--- Start PASSAGE GIVEN ---

The Sordid Life of Hitler’s Valkryie: Unity Mitford


Unity Mitford. The name probably doesn’t ring any bells, however the English debutante made a name for herself among the Nazis and even Hitler himself.

The insatiable young woman planted herself in the middle of numerous sexual orgies; where she was blindfolded, bound, and ravaged by members of the Nazi party.

Some may say that Unity delved deep into sexual depravity. She was fascinated by Hieronymus Bosch, an artist who was famous for paintings of the souls in Purgatory who were found in explicit sexual and violent scenarios. It didn’t stop at viewing risque art, Unity began creating her own taboo art work. The Daily Mail reports

At 18 years old, Unity’s first sexual encounter was with Oswald Mosley who happened to be the Fascist leader in Britain. Even though Oswald was married and having an affair with Unity’s sister, Diana (who was also married), Unity lost her virginity to Oswald. Some say that it was Diana who urged the pair to have sex. It is also said that Diana enjoyed watching in on Unity’s sexual escapades during their time spend in Nazi occupied Germany.

Unity’s parents believed that it Unity was destined to be a part of Hitler’s rise to power. Ironically enough, Unity was supposedly conceived in the Canadian town, Swastika, Ontario.

Unity’s affinity for the Nazis doesn’t come out of nowhere. Her grandfather, Bertie Mitford invested in the town of Swastika and he supported Aryan supremacy and the nationalism of Germany–even before WWI.

Bertie’s political stances allowed an opportunity to meet and befriend the family of the German opera composer, Richard Wagner. Wagner created some of the patriotic ensembles that became favorites of Hitler.

Because of Bertie’s friendship with Wagner, he suggested that his granddaughter, Unity, have the middle name of Wagner’s famous opera, Die Valkyrie.

And that is how Unity Valkyrie Mitford got her name. We will see what is truly in a name when we see the impact it has on Unity’s life.

At 19 years old, Unity became enthralled with the Nazi party. She would greet the locals of Burford with the Nazi salute and proclaim, “Heil Hitler.” She traveled with her sister to Germany for a rally the Nuremberg party held in 1933.

--- End PASSAGE GIVEN ---
--- Start RECORD SET ---

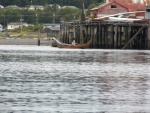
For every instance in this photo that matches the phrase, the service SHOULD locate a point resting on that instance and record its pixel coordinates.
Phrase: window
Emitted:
(113, 6)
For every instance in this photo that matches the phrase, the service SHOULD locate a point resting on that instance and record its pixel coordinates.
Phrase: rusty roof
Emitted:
(145, 2)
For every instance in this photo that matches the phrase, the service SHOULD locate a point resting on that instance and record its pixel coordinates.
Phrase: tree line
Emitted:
(48, 15)
(23, 3)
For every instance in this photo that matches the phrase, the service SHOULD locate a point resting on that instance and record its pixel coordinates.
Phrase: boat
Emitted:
(72, 46)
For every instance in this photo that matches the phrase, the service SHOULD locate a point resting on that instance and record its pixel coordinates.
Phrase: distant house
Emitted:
(13, 7)
(51, 29)
(114, 7)
(73, 7)
(1, 7)
(57, 6)
(36, 7)
(14, 25)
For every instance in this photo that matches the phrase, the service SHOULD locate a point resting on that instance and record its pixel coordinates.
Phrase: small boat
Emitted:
(72, 46)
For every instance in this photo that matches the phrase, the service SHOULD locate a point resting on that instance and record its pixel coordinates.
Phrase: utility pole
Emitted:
(21, 20)
(83, 12)
(4, 21)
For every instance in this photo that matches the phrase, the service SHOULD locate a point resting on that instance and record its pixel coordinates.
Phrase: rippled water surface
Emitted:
(51, 80)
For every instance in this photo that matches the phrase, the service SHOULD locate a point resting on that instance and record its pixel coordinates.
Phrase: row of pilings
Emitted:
(107, 35)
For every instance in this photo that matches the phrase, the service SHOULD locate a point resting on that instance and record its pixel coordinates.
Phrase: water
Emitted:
(51, 80)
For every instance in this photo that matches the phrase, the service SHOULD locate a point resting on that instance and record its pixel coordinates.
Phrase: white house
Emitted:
(14, 25)
(36, 7)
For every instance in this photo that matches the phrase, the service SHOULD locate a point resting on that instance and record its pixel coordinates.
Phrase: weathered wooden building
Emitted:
(107, 35)
(115, 7)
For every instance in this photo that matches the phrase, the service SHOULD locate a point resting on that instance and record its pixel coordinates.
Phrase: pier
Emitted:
(107, 35)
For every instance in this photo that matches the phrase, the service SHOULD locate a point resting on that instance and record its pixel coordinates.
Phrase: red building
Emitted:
(115, 7)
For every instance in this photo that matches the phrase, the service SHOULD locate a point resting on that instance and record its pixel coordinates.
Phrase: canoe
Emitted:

--- End RECORD SET ---

SET PROBLEM A = Identify every line in the rows that contains the word "water", and copy each of those lines. Case counts.
SET PROBLEM B = Go on with the article about Unity Mitford from the point where it stops.

EXPECTED ANSWER A =
Phrase: rippled water surface
Phrase: water

EXPECTED ANSWER B =
Unity’s fascination with Adolf Hitler was firmly cemented when she declared that “[from] the first moment I saw him, I knew there was no one I would rather meet.”

Believing that it was her destiny to meet Hitler, she convinced her parents to let her study in Munich. It was there she learned German so that she could prepare to meet with Hitler one day.

During her time in Munich, she picked up the German language quickly. She fell right in line with the Nazi beliefs and wrote in to a German propaganda paper that she wanted to let everyone know that she was a Jew hater.

Unity found great humor in the degradation of the Jewish people. One evening she had dinner with Julius Streicher, a man who was executed during the Nuremberg trials for being a “number one Jew-Baiter”. After the meal, Streicher had a handful of Jews brought in from the cellar and demanded that they eat grass, just to entertain his guests. This delighted Unity. Unity felt that by attending parties such as these would bring her closer to meeting Hitler himself.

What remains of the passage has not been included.